* _EXERCISE REQUIREMENTS_
Copy all the entries word for word, but omit the pictures.

[START]

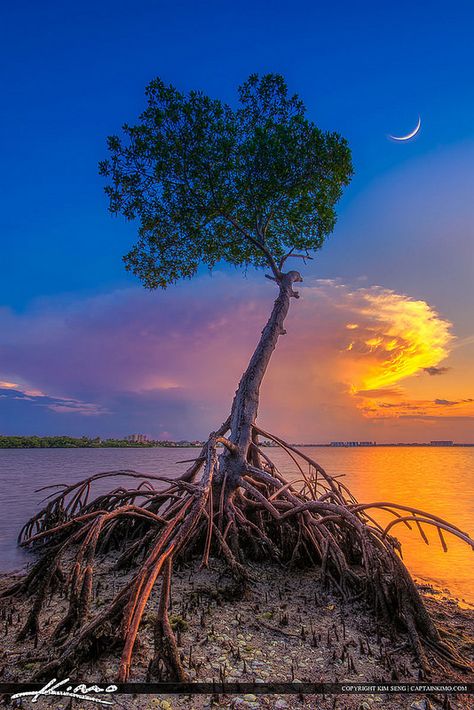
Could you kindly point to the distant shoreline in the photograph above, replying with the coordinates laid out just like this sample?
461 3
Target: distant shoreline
67 442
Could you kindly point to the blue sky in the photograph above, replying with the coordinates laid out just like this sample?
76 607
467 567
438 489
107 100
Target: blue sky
73 73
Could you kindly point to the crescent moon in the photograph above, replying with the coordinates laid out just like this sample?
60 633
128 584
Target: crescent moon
410 135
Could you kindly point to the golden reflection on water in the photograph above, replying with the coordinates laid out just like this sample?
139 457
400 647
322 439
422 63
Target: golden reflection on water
435 479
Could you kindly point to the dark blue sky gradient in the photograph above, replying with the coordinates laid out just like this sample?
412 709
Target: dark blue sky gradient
73 73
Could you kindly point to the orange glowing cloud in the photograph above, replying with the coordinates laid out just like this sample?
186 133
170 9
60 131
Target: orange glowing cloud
394 337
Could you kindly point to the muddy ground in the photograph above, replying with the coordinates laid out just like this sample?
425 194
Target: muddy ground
287 627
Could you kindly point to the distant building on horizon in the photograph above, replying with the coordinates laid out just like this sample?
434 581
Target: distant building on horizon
353 443
137 438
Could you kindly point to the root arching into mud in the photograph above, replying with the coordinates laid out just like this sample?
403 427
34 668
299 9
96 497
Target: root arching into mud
158 523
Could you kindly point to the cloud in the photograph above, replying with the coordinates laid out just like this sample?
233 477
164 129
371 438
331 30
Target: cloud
170 361
22 393
436 370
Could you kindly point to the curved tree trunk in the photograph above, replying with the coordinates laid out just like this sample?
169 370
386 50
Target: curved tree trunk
245 404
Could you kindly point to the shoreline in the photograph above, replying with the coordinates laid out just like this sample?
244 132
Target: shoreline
287 628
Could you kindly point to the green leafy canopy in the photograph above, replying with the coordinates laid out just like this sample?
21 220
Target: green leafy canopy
211 183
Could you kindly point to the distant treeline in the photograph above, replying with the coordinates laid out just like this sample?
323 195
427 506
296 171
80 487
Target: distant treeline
70 442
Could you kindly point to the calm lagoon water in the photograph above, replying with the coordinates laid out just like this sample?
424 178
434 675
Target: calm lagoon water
438 480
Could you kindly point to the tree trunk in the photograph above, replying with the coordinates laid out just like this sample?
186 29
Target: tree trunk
245 404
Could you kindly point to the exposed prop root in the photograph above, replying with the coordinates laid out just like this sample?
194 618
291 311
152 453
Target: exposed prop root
313 520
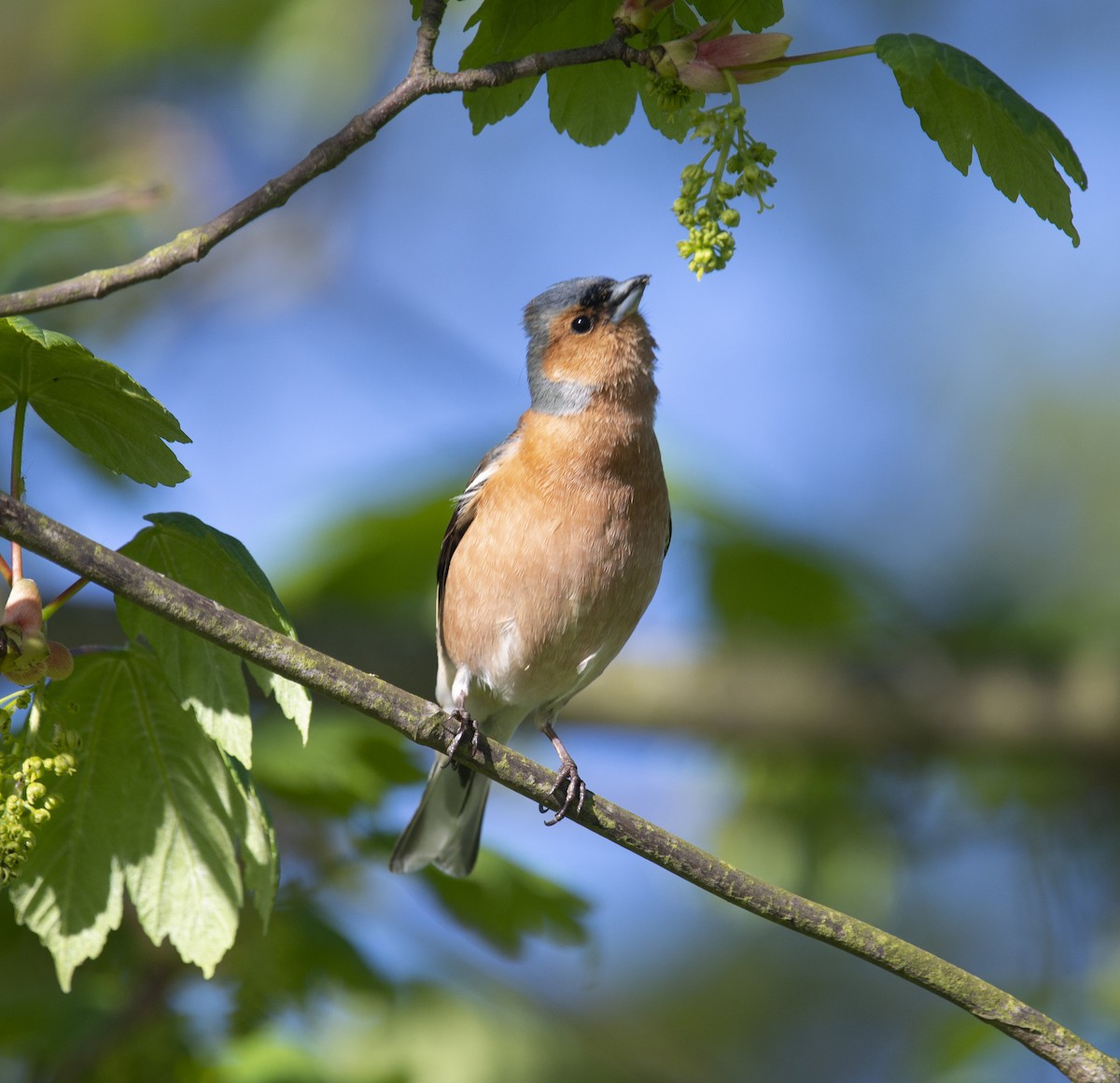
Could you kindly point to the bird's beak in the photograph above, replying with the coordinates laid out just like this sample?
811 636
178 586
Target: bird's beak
626 296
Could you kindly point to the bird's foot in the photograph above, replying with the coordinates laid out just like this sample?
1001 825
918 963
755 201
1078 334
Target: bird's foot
468 731
574 790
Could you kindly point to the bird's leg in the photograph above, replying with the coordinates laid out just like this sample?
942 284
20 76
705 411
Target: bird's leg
568 781
469 731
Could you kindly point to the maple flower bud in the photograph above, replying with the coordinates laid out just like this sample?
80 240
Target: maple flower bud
701 63
25 606
637 15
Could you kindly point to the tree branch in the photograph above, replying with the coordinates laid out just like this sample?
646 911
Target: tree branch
426 724
191 246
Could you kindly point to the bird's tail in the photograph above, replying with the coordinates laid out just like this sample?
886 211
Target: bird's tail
446 828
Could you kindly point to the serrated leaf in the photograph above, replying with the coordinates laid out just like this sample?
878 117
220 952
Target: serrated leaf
963 105
592 103
152 808
92 404
510 29
750 15
207 679
259 853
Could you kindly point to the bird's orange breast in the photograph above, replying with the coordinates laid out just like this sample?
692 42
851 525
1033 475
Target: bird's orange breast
563 556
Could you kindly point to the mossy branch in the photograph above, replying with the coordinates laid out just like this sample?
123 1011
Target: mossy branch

[END]

* _FULL ANSWER_
Could you kindly point to the distant shoreline in the photograph above, replying with the coordinates laid out just like this sample?
461 3
Target: distant shoreline
67 442
Could you kindly point to the blue sky in the photograph above, replying with the coordinates laid out just like this sample?
76 607
467 567
438 489
107 100
Target: blue sky
73 73
Could you kindly point to the crescent moon in the photograph above, replying with the coordinates laid out just like this sample?
60 633
128 584
Target: crescent moon
410 135
Could you kindly point to the golden reflection on water in the photograph above, replying with the coordinates laid out just like this sample?
139 457
400 647
322 439
422 63
Target: golden reflection on water
435 479
Could you kindly point to the dark blue sky gradient in the photograph above, replying with the coordinates laid out just like this sample?
412 709
Target: dark blue sky gradient
73 73
Could you kindly point to the orange glowing cloud in the photograph above, replying with the coordinates laid out just like this sample?
186 133
170 9
60 131
Target: orange glowing cloud
394 337
Could you kindly point to the muddy ground in the photograph above, replying with the coordinates laid out just like this sample?
425 194
Target: muddy ground
287 627
Could you kindly point to the distant building on horizon in the photograph above, replying with the coordinates laid out just like this sample?
434 581
Target: distant building on horizon
353 443
137 438
Could you kindly point to the root arching into mud in the photograph above, replying with the coordinates laid out just like this sample?
403 427
34 668
299 9
96 497
Target: root arching into mud
158 523
Could you kindly point to the cloud in the photograph above, replying with the coordinates laid out just like this sample?
233 477
164 129
371 438
331 30
Target: cloud
170 361
22 393
436 370
Could you kindly point to the curved tree trunk in the photograph above, replying with the coordinates laid out just like this sample?
169 370
386 50
Target: curved tree trunk
245 404
Could you kindly point to the shoreline in the photograph above, replying with the coordinates laid out just like this sample?
244 132
Target: shoreline
287 628
Could you kindly point to the green leafy canopy in the photograph above, replying with the coordinates laid out just like this sample?
21 220
Target: green leafy canopy
211 183
Could you kindly point to the distant treeline in the photograph above, replying with the coordinates laid out just like this sample?
323 195
427 506
296 171
80 487
Target: distant treeline
70 442
Could you kindly point to the calm lagoon water in the photograph above, replying with the coordinates laid out just like this sample?
424 178
434 675
Target: calm lagoon water
438 480
Could you kindly point to the tree trunk in the photograph above, replying with the coordinates laid out just like this sample?
186 29
Target: tree trunk
245 404
Could you kindly point to the exposed prop root in the photograph above, replying with the coordinates laid out just like this sample?
194 618
291 311
152 453
Target: exposed prop root
313 520
Could you kindly point to the bird's beak in the photograph above, replying with the coordinates laid out just like this sample?
811 636
178 586
Target: bird's beak
626 296
Could you kindly point to the bird's foot in the photograph above, replying with the coordinates laid out just like this sample?
1001 825
918 963
755 201
1078 334
Target: bird's foot
468 731
574 790
Could you kindly point to the bird's leg in the photograph above, replying with the coordinates laid out just like this sample?
942 284
20 76
705 411
Target: bird's leg
568 781
469 731
Could you kindly point to the maple flower bud in the photograph above, replying with the coordinates laid out just like this sample?
80 240
Target: maple flower bud
701 63
25 606
637 15
Could you kindly point to the tree branch in the photograph above, replying with the coordinates laid out just like this sample?
646 911
Target: tree branch
426 724
191 246
Could you kindly point to the bird's tail in the photograph above, replying with the coordinates laid out just like this sample?
886 211
Target: bird's tail
446 828
Could you kindly point to the serrated leaf in the photograph above, replying with the coordinates laid out just like this sample?
878 117
220 952
Target: serrated leaf
963 105
592 103
152 808
92 404
510 29
750 15
207 679
259 853
Could you kindly point to the bird's orange breast in the photograph above, replying with the coordinates laid out just like this sample?
692 42
851 525
1033 475
Target: bird's orange breast
563 556
Could you kindly point to the mossy branch in the photograph above, replying with the coordinates laid out just like this sample?
123 1011
Target: mossy branch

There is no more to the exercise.